- [Record extracts]:
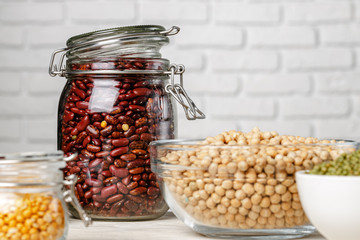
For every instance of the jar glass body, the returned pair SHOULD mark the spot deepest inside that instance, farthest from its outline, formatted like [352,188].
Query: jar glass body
[108,121]
[31,196]
[32,213]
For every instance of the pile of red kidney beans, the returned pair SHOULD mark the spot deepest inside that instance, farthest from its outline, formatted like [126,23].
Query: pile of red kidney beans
[113,161]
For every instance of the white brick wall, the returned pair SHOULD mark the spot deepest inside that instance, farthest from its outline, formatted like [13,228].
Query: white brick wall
[289,66]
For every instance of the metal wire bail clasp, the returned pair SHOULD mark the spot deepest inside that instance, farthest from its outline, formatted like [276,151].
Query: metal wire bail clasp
[57,69]
[69,196]
[178,92]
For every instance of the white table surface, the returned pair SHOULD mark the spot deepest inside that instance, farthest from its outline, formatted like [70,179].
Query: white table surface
[168,227]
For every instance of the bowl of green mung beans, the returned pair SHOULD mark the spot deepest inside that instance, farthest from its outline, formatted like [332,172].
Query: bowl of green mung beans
[330,196]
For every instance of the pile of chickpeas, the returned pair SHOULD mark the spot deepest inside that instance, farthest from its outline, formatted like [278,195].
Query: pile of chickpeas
[248,186]
[32,216]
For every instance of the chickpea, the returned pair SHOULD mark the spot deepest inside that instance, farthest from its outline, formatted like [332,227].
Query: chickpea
[247,188]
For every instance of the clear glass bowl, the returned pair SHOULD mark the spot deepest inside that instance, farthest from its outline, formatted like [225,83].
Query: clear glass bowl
[238,191]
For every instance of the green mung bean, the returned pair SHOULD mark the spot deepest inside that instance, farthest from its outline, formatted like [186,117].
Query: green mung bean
[345,165]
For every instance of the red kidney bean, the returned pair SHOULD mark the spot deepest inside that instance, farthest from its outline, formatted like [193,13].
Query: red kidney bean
[111,180]
[138,145]
[142,130]
[81,85]
[117,110]
[141,84]
[78,111]
[122,188]
[111,120]
[119,151]
[137,170]
[99,198]
[119,172]
[68,116]
[86,141]
[153,191]
[117,135]
[96,142]
[116,207]
[93,182]
[93,148]
[92,131]
[79,92]
[124,103]
[106,173]
[115,198]
[97,125]
[136,199]
[134,138]
[126,180]
[119,163]
[136,177]
[106,131]
[88,154]
[132,185]
[139,101]
[137,108]
[108,191]
[83,123]
[131,205]
[88,194]
[152,177]
[75,169]
[143,183]
[102,154]
[140,122]
[94,163]
[126,119]
[111,156]
[146,137]
[128,157]
[142,91]
[139,152]
[120,142]
[79,190]
[136,163]
[138,191]
[95,190]
[97,204]
[106,147]
[82,105]
[130,131]
[97,117]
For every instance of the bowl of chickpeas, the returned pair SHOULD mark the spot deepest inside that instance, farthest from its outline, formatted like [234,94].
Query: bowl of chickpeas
[240,184]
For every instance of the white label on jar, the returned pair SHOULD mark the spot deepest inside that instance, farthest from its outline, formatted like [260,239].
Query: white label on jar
[103,96]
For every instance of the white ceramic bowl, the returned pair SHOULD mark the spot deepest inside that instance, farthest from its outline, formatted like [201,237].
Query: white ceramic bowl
[332,204]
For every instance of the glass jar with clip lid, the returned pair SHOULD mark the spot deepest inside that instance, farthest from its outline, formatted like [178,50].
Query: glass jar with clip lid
[119,97]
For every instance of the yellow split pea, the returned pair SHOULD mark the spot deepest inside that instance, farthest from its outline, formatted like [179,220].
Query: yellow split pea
[32,217]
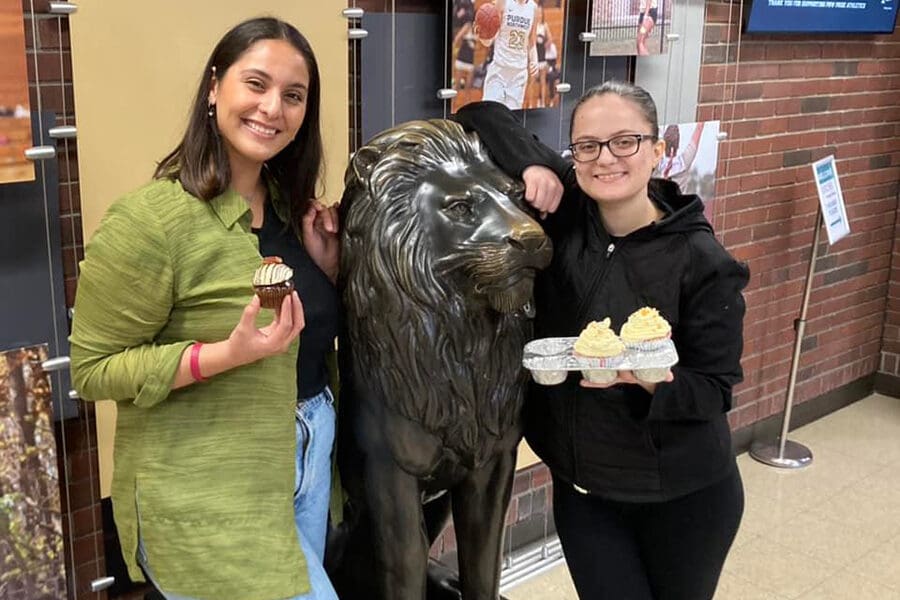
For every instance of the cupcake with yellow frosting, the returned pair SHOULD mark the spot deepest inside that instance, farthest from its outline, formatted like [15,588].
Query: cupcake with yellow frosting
[598,340]
[645,329]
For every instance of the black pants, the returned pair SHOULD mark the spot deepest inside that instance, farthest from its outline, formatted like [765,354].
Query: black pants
[648,551]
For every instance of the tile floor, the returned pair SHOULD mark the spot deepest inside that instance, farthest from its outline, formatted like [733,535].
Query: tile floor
[830,531]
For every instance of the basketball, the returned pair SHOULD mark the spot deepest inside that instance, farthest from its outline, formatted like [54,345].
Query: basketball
[487,21]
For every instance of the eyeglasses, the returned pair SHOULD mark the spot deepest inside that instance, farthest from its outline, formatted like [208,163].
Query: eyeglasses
[620,146]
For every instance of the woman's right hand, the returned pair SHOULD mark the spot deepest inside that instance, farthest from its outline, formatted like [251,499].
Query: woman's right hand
[247,344]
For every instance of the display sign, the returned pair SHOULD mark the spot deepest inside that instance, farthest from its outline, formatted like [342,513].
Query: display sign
[15,114]
[508,51]
[831,199]
[822,16]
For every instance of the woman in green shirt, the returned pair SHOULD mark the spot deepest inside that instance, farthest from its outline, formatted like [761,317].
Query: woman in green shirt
[212,493]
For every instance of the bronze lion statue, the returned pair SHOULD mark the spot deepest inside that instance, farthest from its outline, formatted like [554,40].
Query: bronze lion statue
[437,269]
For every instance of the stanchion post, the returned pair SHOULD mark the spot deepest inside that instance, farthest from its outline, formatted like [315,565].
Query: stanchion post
[787,454]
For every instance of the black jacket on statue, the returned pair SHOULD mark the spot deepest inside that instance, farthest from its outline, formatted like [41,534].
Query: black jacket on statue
[621,442]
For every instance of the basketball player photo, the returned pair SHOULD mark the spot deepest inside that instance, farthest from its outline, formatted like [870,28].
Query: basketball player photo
[505,51]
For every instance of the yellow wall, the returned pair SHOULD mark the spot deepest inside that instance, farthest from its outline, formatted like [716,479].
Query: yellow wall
[136,66]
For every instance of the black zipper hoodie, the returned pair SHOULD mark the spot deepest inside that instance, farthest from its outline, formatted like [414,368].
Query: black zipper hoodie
[622,443]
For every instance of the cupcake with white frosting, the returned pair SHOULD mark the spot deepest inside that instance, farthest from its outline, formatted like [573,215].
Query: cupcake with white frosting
[645,329]
[272,281]
[599,341]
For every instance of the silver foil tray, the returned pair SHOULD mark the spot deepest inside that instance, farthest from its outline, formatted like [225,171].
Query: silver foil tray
[557,354]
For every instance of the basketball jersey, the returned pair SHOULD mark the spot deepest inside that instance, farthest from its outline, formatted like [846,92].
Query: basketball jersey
[511,45]
[540,41]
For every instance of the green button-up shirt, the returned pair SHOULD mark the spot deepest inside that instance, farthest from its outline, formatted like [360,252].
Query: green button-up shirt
[205,473]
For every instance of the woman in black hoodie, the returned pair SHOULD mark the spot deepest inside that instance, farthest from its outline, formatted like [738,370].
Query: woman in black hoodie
[647,495]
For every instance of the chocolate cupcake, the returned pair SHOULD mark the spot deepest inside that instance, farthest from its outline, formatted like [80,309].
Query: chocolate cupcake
[272,281]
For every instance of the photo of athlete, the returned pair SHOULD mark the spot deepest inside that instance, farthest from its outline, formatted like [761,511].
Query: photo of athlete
[690,159]
[517,63]
[463,44]
[515,54]
[630,27]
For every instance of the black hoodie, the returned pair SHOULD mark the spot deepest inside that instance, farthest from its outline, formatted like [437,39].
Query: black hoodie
[621,442]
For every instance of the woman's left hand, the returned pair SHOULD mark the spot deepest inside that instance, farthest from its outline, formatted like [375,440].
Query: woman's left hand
[627,377]
[321,237]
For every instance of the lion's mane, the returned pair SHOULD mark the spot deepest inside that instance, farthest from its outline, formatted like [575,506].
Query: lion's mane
[441,361]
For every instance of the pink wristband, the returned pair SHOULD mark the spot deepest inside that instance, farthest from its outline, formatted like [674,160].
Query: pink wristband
[195,362]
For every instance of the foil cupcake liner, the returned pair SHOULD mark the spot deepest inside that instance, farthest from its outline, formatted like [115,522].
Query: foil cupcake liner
[550,360]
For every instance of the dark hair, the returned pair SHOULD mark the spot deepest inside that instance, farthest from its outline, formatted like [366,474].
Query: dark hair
[637,95]
[200,162]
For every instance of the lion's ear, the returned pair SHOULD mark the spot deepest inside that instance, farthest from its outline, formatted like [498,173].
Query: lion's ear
[363,161]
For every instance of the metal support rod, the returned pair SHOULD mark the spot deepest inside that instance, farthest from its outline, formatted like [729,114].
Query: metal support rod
[798,455]
[798,340]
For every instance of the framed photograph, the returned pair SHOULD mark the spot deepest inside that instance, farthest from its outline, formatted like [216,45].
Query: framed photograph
[692,152]
[630,27]
[31,543]
[15,114]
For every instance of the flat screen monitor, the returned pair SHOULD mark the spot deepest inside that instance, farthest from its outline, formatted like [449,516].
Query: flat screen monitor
[822,16]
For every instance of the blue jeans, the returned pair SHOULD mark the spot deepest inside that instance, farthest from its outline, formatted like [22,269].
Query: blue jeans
[312,492]
[315,420]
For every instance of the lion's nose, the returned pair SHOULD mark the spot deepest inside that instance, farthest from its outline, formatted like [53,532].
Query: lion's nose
[527,243]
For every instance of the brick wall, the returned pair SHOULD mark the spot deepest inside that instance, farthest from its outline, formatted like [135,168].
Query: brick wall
[890,352]
[786,102]
[50,81]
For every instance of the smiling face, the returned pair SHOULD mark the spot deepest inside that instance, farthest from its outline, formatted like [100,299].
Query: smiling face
[610,179]
[260,102]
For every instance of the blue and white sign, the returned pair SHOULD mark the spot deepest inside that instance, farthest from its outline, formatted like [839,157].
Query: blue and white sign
[831,199]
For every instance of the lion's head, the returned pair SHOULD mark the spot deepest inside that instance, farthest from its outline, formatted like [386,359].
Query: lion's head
[429,216]
[438,256]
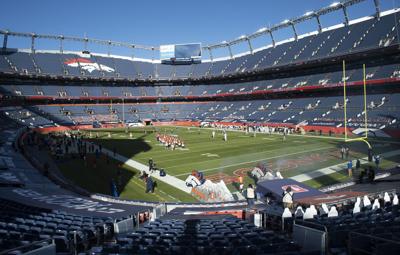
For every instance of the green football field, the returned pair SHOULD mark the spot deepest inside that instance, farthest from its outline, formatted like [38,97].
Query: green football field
[217,159]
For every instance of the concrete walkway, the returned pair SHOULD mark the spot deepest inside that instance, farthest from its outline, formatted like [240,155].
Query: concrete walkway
[169,179]
[336,168]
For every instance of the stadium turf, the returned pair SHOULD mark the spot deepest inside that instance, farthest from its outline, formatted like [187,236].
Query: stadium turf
[221,160]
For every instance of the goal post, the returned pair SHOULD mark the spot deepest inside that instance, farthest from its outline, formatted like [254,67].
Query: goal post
[346,136]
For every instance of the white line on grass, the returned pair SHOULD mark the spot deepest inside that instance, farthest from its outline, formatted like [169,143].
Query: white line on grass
[257,160]
[336,168]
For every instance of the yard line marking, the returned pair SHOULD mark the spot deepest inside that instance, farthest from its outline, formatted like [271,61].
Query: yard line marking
[335,168]
[252,161]
[208,155]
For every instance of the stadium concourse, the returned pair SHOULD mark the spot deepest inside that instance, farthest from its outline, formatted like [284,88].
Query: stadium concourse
[85,136]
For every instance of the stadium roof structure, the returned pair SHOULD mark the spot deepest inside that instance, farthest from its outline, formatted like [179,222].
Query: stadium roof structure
[265,31]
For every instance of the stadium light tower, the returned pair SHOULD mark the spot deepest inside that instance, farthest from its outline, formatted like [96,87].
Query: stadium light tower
[61,37]
[291,23]
[210,53]
[5,39]
[377,9]
[33,36]
[229,48]
[249,43]
[316,16]
[344,9]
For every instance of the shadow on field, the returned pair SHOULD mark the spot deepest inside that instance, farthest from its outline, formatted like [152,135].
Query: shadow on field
[98,173]
[126,147]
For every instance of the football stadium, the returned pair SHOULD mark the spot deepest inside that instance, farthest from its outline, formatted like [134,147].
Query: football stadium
[280,141]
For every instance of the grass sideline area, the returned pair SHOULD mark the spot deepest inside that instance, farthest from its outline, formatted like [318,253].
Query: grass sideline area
[216,158]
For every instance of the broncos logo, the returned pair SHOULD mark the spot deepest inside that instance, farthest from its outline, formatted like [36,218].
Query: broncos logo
[87,65]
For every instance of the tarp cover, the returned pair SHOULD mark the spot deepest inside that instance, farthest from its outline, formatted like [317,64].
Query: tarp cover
[276,188]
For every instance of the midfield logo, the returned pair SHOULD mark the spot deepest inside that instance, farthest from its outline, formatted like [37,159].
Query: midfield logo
[295,188]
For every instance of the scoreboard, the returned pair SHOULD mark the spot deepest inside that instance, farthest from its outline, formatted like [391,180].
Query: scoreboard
[180,53]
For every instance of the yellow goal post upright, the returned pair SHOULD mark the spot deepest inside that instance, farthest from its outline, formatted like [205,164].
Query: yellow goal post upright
[365,137]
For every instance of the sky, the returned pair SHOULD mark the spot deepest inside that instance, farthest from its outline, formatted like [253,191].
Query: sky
[157,22]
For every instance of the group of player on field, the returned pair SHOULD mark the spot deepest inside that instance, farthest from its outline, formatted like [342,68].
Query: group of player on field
[169,141]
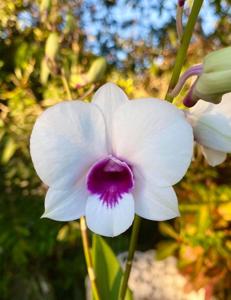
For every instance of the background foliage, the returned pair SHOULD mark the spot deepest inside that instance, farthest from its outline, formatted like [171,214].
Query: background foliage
[47,44]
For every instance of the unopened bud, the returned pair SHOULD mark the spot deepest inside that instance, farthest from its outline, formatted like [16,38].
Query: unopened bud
[215,79]
[52,45]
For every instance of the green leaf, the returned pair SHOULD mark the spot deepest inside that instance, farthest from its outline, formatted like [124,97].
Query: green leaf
[107,269]
[8,151]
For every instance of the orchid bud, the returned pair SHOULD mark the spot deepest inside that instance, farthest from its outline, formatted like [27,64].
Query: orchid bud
[52,45]
[214,80]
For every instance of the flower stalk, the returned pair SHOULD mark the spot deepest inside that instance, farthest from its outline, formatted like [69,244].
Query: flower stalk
[88,258]
[83,226]
[131,251]
[181,54]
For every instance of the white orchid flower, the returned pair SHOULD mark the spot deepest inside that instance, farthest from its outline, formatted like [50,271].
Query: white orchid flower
[111,158]
[212,128]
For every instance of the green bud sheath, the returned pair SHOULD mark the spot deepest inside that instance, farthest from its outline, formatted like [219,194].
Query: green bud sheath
[215,79]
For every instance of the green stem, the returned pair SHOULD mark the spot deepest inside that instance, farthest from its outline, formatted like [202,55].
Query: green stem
[131,251]
[88,258]
[182,52]
[83,226]
[66,85]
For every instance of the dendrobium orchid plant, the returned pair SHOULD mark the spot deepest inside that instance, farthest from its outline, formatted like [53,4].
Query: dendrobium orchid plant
[111,159]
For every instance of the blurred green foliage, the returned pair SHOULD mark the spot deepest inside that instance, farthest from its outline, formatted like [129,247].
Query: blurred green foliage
[42,259]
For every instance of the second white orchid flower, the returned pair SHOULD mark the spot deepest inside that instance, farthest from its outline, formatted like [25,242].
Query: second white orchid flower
[212,128]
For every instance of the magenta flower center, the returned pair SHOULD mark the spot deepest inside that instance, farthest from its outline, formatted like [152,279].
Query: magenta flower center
[110,178]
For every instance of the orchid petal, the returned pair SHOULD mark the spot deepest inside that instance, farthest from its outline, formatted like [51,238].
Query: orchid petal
[212,127]
[65,205]
[153,202]
[154,137]
[108,98]
[213,157]
[66,140]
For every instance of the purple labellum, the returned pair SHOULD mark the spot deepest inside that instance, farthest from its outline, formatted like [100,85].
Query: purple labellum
[110,178]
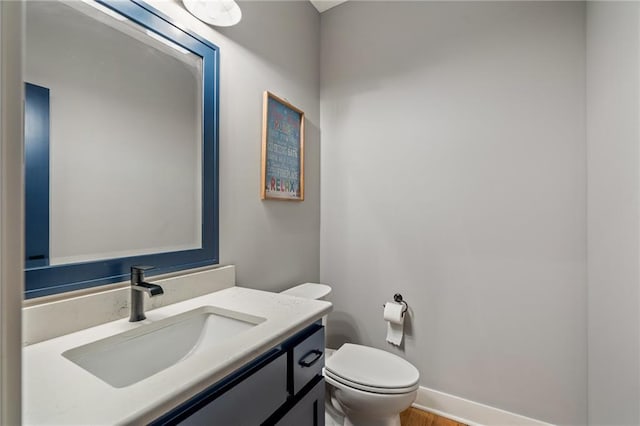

- [Work instructions]:
Count the lines in the rows above that contain the string "stanchion". Reply with the number alone.

- [Task answer]:
2